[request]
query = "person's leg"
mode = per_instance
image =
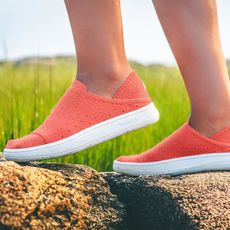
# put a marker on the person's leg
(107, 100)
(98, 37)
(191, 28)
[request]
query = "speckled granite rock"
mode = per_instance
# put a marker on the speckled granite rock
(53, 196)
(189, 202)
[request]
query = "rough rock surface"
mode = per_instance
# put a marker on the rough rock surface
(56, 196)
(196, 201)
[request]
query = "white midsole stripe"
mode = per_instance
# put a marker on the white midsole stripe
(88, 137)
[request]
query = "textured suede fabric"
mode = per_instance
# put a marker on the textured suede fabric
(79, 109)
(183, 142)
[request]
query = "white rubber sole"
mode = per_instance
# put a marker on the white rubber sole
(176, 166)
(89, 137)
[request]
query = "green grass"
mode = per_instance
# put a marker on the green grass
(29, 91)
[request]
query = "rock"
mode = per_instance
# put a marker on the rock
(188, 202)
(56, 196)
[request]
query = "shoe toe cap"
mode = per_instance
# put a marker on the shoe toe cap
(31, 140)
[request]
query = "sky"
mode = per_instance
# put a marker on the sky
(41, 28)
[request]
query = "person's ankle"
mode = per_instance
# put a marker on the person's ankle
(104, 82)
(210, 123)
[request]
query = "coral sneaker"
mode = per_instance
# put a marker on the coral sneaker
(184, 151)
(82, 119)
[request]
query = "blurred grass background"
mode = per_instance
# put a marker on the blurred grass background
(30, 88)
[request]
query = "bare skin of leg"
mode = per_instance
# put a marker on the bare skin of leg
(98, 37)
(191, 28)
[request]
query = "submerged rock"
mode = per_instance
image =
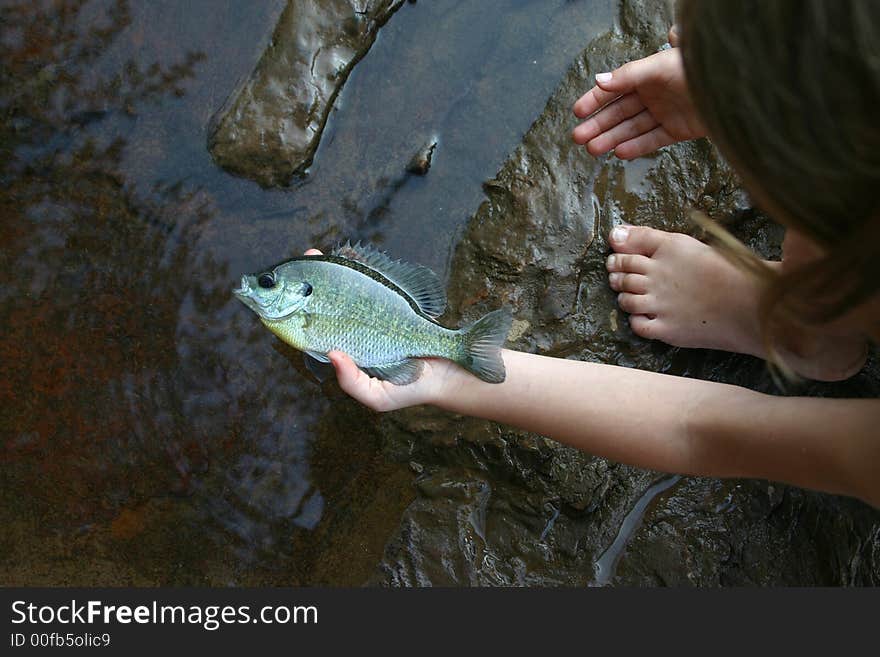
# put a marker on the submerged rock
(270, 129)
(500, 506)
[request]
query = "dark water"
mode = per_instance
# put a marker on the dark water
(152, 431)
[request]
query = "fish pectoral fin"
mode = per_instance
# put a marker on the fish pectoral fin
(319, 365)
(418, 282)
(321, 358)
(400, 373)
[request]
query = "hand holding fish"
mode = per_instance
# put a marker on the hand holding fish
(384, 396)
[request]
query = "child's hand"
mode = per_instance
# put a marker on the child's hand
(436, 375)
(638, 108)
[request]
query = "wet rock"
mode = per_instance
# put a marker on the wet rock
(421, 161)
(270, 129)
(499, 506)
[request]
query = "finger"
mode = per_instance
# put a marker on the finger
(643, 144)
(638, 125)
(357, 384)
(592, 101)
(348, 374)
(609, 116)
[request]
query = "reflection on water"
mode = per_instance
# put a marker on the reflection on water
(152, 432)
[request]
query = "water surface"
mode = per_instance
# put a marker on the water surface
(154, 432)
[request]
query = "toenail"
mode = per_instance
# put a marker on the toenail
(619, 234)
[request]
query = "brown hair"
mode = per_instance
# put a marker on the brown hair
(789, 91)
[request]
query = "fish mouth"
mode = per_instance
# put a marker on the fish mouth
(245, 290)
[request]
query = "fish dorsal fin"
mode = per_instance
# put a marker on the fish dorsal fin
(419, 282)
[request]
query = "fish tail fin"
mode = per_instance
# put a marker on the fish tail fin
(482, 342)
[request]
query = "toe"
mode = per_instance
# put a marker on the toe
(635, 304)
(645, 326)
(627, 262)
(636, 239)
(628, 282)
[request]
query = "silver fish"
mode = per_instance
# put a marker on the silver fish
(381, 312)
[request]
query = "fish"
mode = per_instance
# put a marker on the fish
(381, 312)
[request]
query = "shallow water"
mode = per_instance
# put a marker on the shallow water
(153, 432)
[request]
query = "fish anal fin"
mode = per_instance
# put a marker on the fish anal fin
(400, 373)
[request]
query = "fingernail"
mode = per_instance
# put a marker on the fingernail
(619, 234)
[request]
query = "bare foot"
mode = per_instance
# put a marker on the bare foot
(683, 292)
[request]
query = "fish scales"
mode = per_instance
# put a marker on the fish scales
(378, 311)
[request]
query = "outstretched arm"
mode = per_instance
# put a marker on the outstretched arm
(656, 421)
•••
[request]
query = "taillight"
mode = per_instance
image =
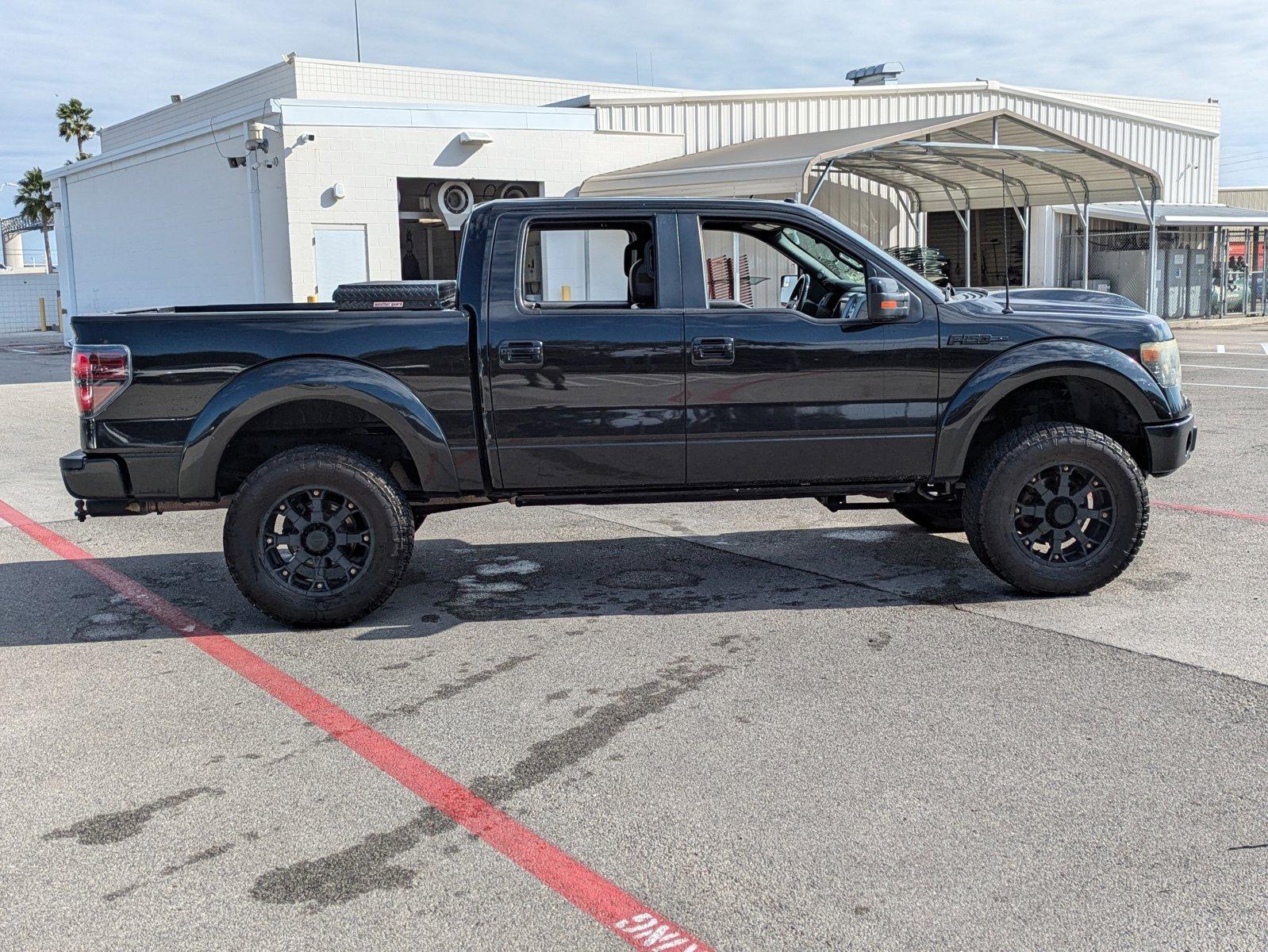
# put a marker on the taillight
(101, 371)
•••
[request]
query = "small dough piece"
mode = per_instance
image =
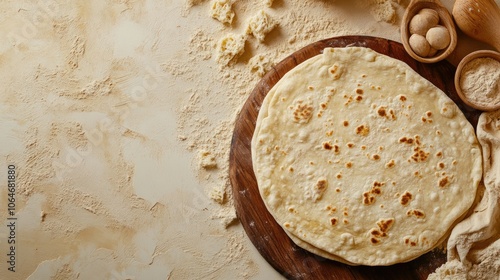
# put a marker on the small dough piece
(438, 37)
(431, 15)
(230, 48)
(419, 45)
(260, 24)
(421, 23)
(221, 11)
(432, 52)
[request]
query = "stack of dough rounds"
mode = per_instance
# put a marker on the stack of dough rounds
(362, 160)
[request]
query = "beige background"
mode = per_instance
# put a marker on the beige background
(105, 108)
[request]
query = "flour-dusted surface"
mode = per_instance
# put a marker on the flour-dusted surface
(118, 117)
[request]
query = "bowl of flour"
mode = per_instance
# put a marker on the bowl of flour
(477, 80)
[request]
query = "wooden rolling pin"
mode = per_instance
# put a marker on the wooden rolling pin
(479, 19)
•••
▸ **QUÉ HACER**:
Devuelve todas las líneas de los registros que contengan la palabra "toenail".

▸ **EJERCICIO RESUELTO**:
query = "toenail"
# put a marker on the toenail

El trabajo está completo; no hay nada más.